● Task to complete
Using the forum thread about the NBA draft, answer the following:
(a) In the first post, which team gets the 1st pick in the NBA Draft?
(b) According to the side note in the first post, which players do the Bobcats select with the 1st and 4th picks?
(c) In the reply, how many points does Ben Wallace get in a game?

● Given text
# Sick Situation



## Kray_Z_Cat (Jun 11, 2003)

I Just thought of something like... SUPER crazy it's a sequence of events.... What would you guys think if this actually happened

1. Orlando Magic gets the 1st Pick in the NBA Draft

2. Magic make a deal with the Bobcats for them to take Grant Hill's contract off there hands in exchange for the 1st pick and that lil 3 million dollar thing.

3.Good ole Tracy McGrady makes a few calls to The Angeles and taks to a certain 6'6" SG from Lower Merion HS who happens to be a free agent.

4. That Free Agent signs a Max Deal with the Magic.

5. Bobcats waive Grant Hill so his contract isn't on their Salary Cap (they still have to pay him)

Orlando has 60 PPG automatic from 2 players
The Great Kobe vs. T-Mac debate ends as a new debate begins

Kobe/T-Mac vs. Jordan/Pippen

    
EVIL!!!! I'M FREAKIN EVIL!!!!!!


As a side note, with the 1st and 4th picks.... The Bobcats select Dwight Howard, and either Josh Smith or Shaun Livingston respectively


----------



## Tersk (Apr 9, 2004)

> Originally posted by <b>Kray_Z_Cat</b>!
> I Just thought of something like... SUPER crazy it's a sequence of events.... What would you guys think if this actually happened
> 
> 1. Orlando Magic gets the 1st Pick in the NBA Draft
> ...


Yer and then Jordan comes out of retirement for the lakers who hav already signed KG and AK47, whilst removing their crap players and signing ppl like Al Harrington and Bobby Jackson...oh yeah and this is all after Ben Wallace gets 100 points in a game


----------



## rebelsun (Nov 25, 2003)

● Dataset
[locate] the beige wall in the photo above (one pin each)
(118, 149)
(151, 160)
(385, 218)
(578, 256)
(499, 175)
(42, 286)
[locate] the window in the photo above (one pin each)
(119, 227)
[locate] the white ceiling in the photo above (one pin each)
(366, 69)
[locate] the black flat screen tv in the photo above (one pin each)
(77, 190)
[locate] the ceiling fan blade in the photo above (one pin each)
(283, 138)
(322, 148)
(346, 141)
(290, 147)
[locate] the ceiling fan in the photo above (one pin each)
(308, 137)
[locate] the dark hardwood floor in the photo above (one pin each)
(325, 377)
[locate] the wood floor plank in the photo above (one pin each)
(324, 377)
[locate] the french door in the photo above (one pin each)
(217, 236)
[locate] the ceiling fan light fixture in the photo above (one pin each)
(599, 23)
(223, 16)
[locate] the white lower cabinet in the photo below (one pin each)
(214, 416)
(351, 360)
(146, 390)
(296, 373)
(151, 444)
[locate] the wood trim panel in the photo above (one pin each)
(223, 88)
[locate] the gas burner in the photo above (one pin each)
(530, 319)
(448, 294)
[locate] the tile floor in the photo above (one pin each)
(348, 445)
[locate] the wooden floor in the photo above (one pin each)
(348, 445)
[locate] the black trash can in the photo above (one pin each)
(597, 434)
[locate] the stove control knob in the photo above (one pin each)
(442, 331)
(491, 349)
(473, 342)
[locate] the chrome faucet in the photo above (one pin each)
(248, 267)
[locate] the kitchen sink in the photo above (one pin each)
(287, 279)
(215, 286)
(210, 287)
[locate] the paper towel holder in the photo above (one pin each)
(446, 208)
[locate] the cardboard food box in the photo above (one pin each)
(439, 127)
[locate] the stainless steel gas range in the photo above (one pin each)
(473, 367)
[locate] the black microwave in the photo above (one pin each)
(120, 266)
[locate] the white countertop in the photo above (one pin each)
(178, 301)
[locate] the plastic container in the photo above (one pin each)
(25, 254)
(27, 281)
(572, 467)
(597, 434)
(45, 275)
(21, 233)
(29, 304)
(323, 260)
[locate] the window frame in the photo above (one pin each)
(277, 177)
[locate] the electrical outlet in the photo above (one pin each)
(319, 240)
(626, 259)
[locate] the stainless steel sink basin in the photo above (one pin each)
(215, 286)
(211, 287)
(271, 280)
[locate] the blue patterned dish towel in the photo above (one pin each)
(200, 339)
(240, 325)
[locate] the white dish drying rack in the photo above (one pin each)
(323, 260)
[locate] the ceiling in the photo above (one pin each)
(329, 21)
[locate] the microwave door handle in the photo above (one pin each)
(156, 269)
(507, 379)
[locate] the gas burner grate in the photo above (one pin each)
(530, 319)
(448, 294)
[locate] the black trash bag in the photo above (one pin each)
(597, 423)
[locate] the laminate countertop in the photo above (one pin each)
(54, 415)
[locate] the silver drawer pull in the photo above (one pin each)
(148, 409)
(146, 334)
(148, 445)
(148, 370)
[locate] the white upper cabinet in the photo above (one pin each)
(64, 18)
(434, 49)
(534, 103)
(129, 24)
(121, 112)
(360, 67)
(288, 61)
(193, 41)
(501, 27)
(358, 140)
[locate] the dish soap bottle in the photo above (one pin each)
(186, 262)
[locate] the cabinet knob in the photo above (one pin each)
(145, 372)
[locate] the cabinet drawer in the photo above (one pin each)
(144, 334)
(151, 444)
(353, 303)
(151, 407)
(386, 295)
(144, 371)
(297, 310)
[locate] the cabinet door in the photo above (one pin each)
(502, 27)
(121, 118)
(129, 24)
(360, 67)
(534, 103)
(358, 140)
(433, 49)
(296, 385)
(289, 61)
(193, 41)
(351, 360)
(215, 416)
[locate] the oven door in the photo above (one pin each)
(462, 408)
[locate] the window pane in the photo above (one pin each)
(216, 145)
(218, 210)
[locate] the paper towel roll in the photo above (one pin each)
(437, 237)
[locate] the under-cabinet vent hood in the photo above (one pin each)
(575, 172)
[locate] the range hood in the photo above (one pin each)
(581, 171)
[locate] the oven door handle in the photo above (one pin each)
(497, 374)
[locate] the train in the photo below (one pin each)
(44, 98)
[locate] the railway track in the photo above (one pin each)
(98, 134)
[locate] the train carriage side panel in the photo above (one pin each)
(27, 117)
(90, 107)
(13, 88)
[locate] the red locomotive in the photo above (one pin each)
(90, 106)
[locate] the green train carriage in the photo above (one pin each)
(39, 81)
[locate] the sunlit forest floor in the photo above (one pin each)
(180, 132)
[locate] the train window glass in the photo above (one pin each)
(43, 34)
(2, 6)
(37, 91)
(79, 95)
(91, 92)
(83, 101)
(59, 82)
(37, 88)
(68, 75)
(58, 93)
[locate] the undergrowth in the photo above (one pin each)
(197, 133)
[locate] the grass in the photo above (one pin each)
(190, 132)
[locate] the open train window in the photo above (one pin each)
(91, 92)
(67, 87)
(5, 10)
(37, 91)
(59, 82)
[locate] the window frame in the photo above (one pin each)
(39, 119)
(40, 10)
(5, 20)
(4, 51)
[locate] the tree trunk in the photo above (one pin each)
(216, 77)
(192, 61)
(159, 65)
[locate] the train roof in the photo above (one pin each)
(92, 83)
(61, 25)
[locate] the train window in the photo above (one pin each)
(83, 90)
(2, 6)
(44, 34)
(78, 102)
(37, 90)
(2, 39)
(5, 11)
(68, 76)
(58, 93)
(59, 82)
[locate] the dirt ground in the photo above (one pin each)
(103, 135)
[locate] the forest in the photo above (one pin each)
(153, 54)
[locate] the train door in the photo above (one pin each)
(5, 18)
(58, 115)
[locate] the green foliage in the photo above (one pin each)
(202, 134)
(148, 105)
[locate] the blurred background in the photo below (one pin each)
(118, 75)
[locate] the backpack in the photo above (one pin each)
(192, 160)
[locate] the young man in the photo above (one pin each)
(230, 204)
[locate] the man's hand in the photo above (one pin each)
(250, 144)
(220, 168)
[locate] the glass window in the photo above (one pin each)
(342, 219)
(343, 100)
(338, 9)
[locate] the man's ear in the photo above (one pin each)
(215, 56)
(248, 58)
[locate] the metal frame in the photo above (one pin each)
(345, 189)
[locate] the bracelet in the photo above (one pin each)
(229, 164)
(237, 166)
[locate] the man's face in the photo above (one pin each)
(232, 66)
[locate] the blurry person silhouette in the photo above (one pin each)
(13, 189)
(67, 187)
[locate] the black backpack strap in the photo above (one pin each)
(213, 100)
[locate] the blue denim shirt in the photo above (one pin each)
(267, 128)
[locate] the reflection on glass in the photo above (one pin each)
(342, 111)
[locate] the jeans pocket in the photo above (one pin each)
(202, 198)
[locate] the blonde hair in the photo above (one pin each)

● Result for this task
(a) The Orlando Magic.
(b) Dwight Howard with the 1st pick, and either Josh Smith or Shaun Livingston with the 4th pick.
(c) 100 points.